++++ TEXT BLOCK

Wednesday, May 9, 2012

Thursday's Therapy - How Do We Best Cope with Severe Loss and Trauma? (Part Five) ~With Dr. Mary Baures






Thursday's Therapy 
How Do We Best Cope 
with 
Severe Loss and Trauma?
(Part Five) 

~With Dr. Mary Baures

From A REVIEW OF THE LITERATURE ON TRAUMA AND RECOVERY

By Dr. Mary Baures, Co-Producer and Author of Undaunted Spirits


Continued from last Thursday, the following is the final of the ten Coping Behaviors and Attitudes that Dr. Baures says Help Us Come Back from Profound Loss:



10.  Do not Generalize


People who get stuck in the grieving process often generalize the trauma to all of life. Because one person or group brutalized them, they seem to fear that many or most people are cruel and evil. The trauma, therefore, needs to be placed in a perspective which does not include the whole world.

Survivors need to realize that there is not only suffering, loss and evil, but also joy, support and loving.


When I compare the successful trauma survivors in my research to clients I used to see in the emergency room after suicide attempts, the ability to unite opposites emerges as an important prerequisite of survival from trauma. Those whom I met in the ER seemed to take one tragedy and generalize it to all of life. If someone had abused them, they felt that no-one was safe and that neglect, violence, sadism, danger and evil characterized all the world. These negative attitudes dampened all hope of being able to create a nurturing or productive future. In a present that may have been marked by constant flashbacks of past abuse, death seems preferable to the life they were living.

Psychiatrist Robert Lifton (1976), who studied survivors of Hiroshima and veterans of the Vietnam war, says that
"In a survivor's struggle between life and death, it is necessary to assemble those images and feelings that propel one toward the future."


Many of the survivors he interviewed had been to a "land of death," and returned with possibly grim, but also revitalizing truth which became a demand on the rest of us.

Lifton argues that the most poignant and difficult struggle in recovery is to reinstate a larger human connectedness. 


As survivors assimilate knowledge of an annihilating force into altered mental structures, they need to try and maintain harmony with the elements of life over time and space.

As we saw before, recovery entails both looking toward the future and an assertion of the continuity of life. 

The resilient individuals in this film accept the dark side of life without being defeated by it.

The catastrophes in their lives taught them that opposites do not root each other out. They found that struggling to accept losses involves many negative emotions, but that not all the emotions in a crisis are negative.


The Chinese character for crisis consists of two equal symbols: one meaning danger, the other opportunity.  

The survivors in this film came back from extreme hardship to take the opportunities that were opened by the very danger which threatened their lives.



Thank you to Dr. Mary Baures for her very enlightening article!

++++++++
++++ INFORMATION

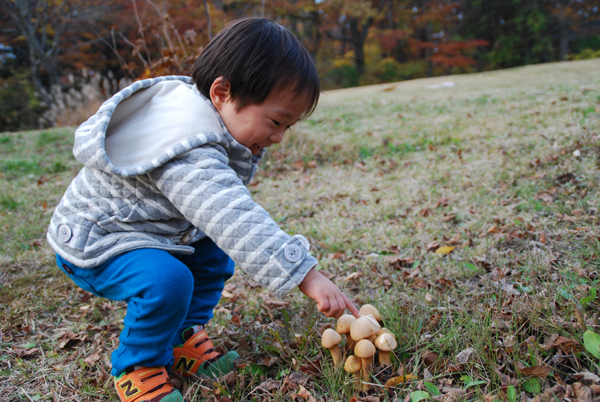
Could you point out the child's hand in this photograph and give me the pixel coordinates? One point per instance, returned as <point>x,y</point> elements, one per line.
<point>330,299</point>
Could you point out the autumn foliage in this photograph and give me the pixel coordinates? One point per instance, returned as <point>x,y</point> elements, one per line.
<point>352,42</point>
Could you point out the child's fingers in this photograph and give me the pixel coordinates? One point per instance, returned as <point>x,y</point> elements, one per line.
<point>350,306</point>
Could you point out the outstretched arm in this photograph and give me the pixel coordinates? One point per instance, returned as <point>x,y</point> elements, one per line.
<point>331,301</point>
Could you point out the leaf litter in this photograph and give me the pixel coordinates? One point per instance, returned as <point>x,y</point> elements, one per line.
<point>484,263</point>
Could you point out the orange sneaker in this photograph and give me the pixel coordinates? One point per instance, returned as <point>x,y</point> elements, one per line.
<point>197,356</point>
<point>147,385</point>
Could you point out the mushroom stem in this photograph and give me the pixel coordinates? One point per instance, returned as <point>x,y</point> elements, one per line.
<point>336,355</point>
<point>384,358</point>
<point>350,343</point>
<point>367,363</point>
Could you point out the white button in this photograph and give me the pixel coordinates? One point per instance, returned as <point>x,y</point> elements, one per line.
<point>188,236</point>
<point>292,253</point>
<point>64,233</point>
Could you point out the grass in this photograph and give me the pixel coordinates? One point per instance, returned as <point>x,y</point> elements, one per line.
<point>377,179</point>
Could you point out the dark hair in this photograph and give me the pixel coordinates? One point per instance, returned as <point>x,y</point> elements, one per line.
<point>257,56</point>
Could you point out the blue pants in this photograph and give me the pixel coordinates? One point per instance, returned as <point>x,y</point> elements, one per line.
<point>165,295</point>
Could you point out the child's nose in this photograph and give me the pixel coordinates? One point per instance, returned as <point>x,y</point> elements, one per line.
<point>277,137</point>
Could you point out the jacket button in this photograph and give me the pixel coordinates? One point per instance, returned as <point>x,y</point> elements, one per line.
<point>64,233</point>
<point>292,253</point>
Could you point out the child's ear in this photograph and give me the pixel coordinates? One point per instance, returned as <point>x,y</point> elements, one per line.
<point>219,92</point>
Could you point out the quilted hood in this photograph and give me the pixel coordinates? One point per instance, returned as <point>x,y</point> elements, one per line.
<point>148,123</point>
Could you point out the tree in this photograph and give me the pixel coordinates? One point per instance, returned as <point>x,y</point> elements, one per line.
<point>350,22</point>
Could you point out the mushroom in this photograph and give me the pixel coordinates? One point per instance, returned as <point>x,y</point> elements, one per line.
<point>353,365</point>
<point>364,327</point>
<point>330,341</point>
<point>386,331</point>
<point>365,350</point>
<point>369,309</point>
<point>343,328</point>
<point>385,343</point>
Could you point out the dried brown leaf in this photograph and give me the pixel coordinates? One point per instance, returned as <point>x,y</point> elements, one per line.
<point>536,371</point>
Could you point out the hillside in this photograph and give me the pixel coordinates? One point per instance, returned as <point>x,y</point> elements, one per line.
<point>466,212</point>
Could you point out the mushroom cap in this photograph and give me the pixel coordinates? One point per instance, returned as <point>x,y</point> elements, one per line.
<point>343,324</point>
<point>370,309</point>
<point>386,342</point>
<point>364,349</point>
<point>386,331</point>
<point>330,338</point>
<point>364,327</point>
<point>353,364</point>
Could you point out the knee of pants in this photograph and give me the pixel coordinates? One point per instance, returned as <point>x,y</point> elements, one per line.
<point>173,287</point>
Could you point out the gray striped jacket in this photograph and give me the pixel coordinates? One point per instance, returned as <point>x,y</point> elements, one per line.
<point>161,171</point>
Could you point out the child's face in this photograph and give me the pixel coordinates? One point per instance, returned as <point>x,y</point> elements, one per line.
<point>259,126</point>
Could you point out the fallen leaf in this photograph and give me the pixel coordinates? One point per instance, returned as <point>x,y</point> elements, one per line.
<point>441,202</point>
<point>91,360</point>
<point>270,385</point>
<point>567,345</point>
<point>536,371</point>
<point>312,367</point>
<point>454,240</point>
<point>444,250</point>
<point>432,245</point>
<point>354,275</point>
<point>465,355</point>
<point>425,212</point>
<point>269,361</point>
<point>448,217</point>
<point>394,381</point>
<point>304,394</point>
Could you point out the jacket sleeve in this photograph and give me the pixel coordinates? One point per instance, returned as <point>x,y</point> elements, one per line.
<point>202,186</point>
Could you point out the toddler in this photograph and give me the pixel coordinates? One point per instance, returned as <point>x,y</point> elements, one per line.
<point>160,211</point>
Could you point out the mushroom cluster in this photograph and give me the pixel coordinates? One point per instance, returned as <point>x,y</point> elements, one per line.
<point>364,336</point>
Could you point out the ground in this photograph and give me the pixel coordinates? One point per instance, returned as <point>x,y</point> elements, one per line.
<point>466,212</point>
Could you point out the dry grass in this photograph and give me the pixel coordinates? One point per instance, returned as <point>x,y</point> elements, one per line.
<point>378,179</point>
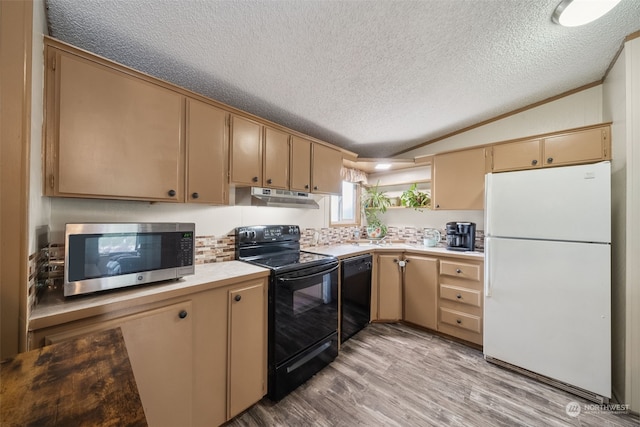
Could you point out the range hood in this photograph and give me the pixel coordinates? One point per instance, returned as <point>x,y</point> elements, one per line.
<point>257,196</point>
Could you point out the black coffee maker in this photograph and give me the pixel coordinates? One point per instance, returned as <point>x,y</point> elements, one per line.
<point>461,236</point>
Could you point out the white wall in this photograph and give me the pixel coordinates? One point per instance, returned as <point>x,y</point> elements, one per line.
<point>209,220</point>
<point>580,109</point>
<point>39,207</point>
<point>614,110</point>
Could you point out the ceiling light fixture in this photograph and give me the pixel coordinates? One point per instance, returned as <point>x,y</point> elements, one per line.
<point>572,13</point>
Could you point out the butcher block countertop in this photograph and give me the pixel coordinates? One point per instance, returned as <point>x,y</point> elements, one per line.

++++++++

## EXERCISE DIRECTIONS
Copy from the text on coping with loss and trauma the passage running from "By Dr. Mary" up to and including "support and loving.", word for word. The records play no part in what comes next.

## SOLUTION FOR THIS PROBLEM
By Dr. Mary Baures, Co-Producer and Author of Undaunted Spirits


Continued from last Thursday, the following is the final of the ten Coping Behaviors and Attitudes that Dr. Baures says Help Us Come Back from Profound Loss:



10.  Do not Generalize


People who get stuck in the grieving process often generalize the trauma to all of life. Because one person or group brutalized them, they seem to fear that many or most people are cruel and evil. The trauma, therefore, needs to be placed in a perspective which does not include the whole world.

Survivors need to realize that there is not only suffering, loss and evil, but also joy, support and loving.